*What the task requires*: Leave out all images and set down the records exactly as given.

===== Data records =====

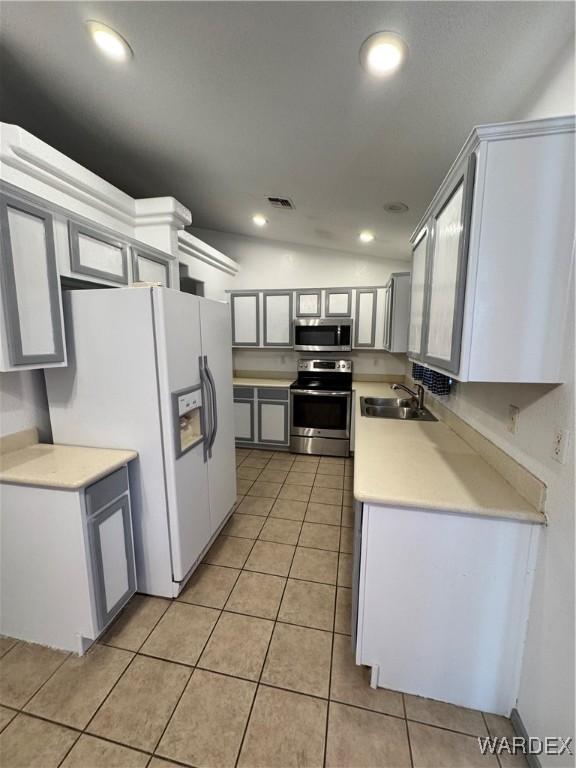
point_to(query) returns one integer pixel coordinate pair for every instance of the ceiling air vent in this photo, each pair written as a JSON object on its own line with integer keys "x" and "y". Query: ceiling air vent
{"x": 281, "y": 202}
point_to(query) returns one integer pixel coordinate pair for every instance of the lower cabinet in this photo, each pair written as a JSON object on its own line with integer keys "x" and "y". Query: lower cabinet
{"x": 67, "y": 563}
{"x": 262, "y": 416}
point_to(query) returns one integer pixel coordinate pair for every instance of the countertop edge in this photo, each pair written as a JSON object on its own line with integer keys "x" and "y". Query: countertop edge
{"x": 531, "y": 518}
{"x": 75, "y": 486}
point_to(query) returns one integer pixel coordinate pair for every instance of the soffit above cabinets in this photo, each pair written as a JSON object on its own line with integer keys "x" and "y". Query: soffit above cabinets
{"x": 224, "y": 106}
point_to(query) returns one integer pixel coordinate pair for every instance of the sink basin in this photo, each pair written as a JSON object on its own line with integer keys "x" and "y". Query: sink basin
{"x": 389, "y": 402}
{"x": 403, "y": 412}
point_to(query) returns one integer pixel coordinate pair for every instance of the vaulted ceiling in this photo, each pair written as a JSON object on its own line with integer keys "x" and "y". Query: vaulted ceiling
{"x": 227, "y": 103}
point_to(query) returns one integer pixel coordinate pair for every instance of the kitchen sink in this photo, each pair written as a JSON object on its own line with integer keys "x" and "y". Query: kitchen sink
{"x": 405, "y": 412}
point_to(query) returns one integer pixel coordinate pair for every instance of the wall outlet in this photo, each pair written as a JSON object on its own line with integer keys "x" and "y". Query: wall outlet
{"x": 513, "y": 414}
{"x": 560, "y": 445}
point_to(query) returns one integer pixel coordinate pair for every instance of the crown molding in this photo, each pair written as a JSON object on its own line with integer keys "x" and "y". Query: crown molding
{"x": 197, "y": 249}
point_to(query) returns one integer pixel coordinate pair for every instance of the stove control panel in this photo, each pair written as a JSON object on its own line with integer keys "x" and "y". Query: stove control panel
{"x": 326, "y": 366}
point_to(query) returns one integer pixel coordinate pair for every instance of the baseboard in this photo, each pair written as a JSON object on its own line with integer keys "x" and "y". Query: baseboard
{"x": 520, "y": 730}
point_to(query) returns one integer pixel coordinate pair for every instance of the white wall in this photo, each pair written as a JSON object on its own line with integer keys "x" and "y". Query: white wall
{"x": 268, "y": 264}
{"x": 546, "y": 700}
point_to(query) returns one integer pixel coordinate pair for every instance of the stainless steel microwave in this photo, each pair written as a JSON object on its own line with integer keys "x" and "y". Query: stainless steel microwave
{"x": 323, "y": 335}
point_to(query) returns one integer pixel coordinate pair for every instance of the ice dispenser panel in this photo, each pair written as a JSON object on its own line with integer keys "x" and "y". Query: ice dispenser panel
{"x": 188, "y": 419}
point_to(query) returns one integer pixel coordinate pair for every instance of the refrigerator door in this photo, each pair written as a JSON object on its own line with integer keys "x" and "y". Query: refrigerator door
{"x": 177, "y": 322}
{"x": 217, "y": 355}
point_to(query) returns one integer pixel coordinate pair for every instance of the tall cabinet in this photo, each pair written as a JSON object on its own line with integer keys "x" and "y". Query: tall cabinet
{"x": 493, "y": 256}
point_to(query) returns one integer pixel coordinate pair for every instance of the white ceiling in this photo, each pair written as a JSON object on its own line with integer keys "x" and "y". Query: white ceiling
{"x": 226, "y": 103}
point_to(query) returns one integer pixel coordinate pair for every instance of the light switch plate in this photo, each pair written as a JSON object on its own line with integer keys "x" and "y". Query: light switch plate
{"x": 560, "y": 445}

=====

*Exercise answer*:
point_to(query) returns one integer pixel coordinate pair for every instance of the ceiling air vent in this photo, each pair written as a JSON object on its own line with integer keys "x" and "y". Query: ceiling air vent
{"x": 281, "y": 202}
point_to(query) returns one integer pixel coordinate pair for every instance of the lower cabinet in this photo, each pair written as a JSON object on its own line with integer keys "x" and "y". Query: lower cabinet
{"x": 67, "y": 563}
{"x": 262, "y": 416}
point_to(query) returns one integer pixel coordinate pair for every instance of the countertop edge in this photo, each pair written as a JSON object on its own line with integer keys "x" and "y". Query: countertop edge
{"x": 531, "y": 518}
{"x": 75, "y": 486}
point_to(query) returns one integer pixel coordinate pair for every instance of the soffit above cabinets in this photo, each pair written as a JSON object on its own line with integer keys "x" and "y". Query: soffit above cabinets
{"x": 224, "y": 106}
point_to(query) returns one integer pixel coordinate pair for every instance of the sink basin in this photo, each pair written as a JSON object on its own line with integer keys "x" and "y". Query: sink basin
{"x": 389, "y": 402}
{"x": 403, "y": 412}
point_to(query) returns one integer pixel coordinate pair for every instance of the vaulted ceiling in this photo, each pair written as a JSON object on its own line with integer keys "x" and "y". Query: vaulted ceiling
{"x": 227, "y": 103}
point_to(query) returns one integer pixel coordinate pair for every instance of the kitchen sink in this photo, each pair written as a JSON object on its own line with integer keys "x" and "y". Query: kitchen sink
{"x": 405, "y": 412}
point_to(query) returns one integer pixel coordinate pair for every instance of the wall outlet in this photo, each pair written as a JSON object on its own line with integer keys "x" and "y". Query: wall outlet
{"x": 513, "y": 414}
{"x": 560, "y": 445}
point_to(query) returns one integer pixel coordinate pair for every instance of the crown molding in this photo, each pair written as a JSON object on its own line with integer keys "x" and "y". Query: crown molding
{"x": 197, "y": 249}
point_to(query) returns one integer pixel coordinate pair for every instance of the stove control panel in this photo, each pair written as a JSON object on its own line with integer keys "x" and "y". Query: stove control panel
{"x": 326, "y": 366}
point_to(query) returns one integer pixel coordinate pair for every instance of the baseboard in this photo, each pair written as a JSON object on its own line with integer keys "x" and "y". Query: baseboard
{"x": 520, "y": 730}
point_to(query) returns one integer pixel coordinate pair for every instance of the white wall in this photo, each pair written as a JSON object on its own line with integer keys "x" and "y". Query: white wall
{"x": 268, "y": 264}
{"x": 546, "y": 700}
point_to(query) returns one integer pixel coordinate pair for every instance of the stainless steel microwave in this photo, each pair written as a JSON object on its own line with integer keys "x" and "y". Query: stainless steel microwave
{"x": 323, "y": 335}
point_to(query) returns one integer pixel coordinate pair for every instance of the ice dispenser panel in this photo, each pair written as a JSON object on its own line with integer keys "x" and "y". Query: ice dispenser panel
{"x": 188, "y": 419}
point_to(query) returns one integer pixel coordinate pair for every instance of the refrigerator door in this photo, each pair written as a JSON object on its own line with integer keys "x" and "y". Query: refrigerator door
{"x": 177, "y": 322}
{"x": 217, "y": 355}
point_to(query) returns one integer pixel coordinate pair for every instance of the tall cabinet in this photo, each pair written as a JSON object on its own line with integer keys "x" and "y". Query: tall cabinet
{"x": 493, "y": 256}
point_to(query) returns one integer pixel coordinate pair for every instance of the white ceiling in this photo, each pair written as a JSON object on its own line with integer keys "x" and "y". Query: white ceiling
{"x": 226, "y": 103}
point_to(query) returns one integer pixel coordinate pair for every instance of the light switch plate in this photo, each pair written as a JSON object on its own line with integer keys "x" and "y". Query: light switch plate
{"x": 560, "y": 445}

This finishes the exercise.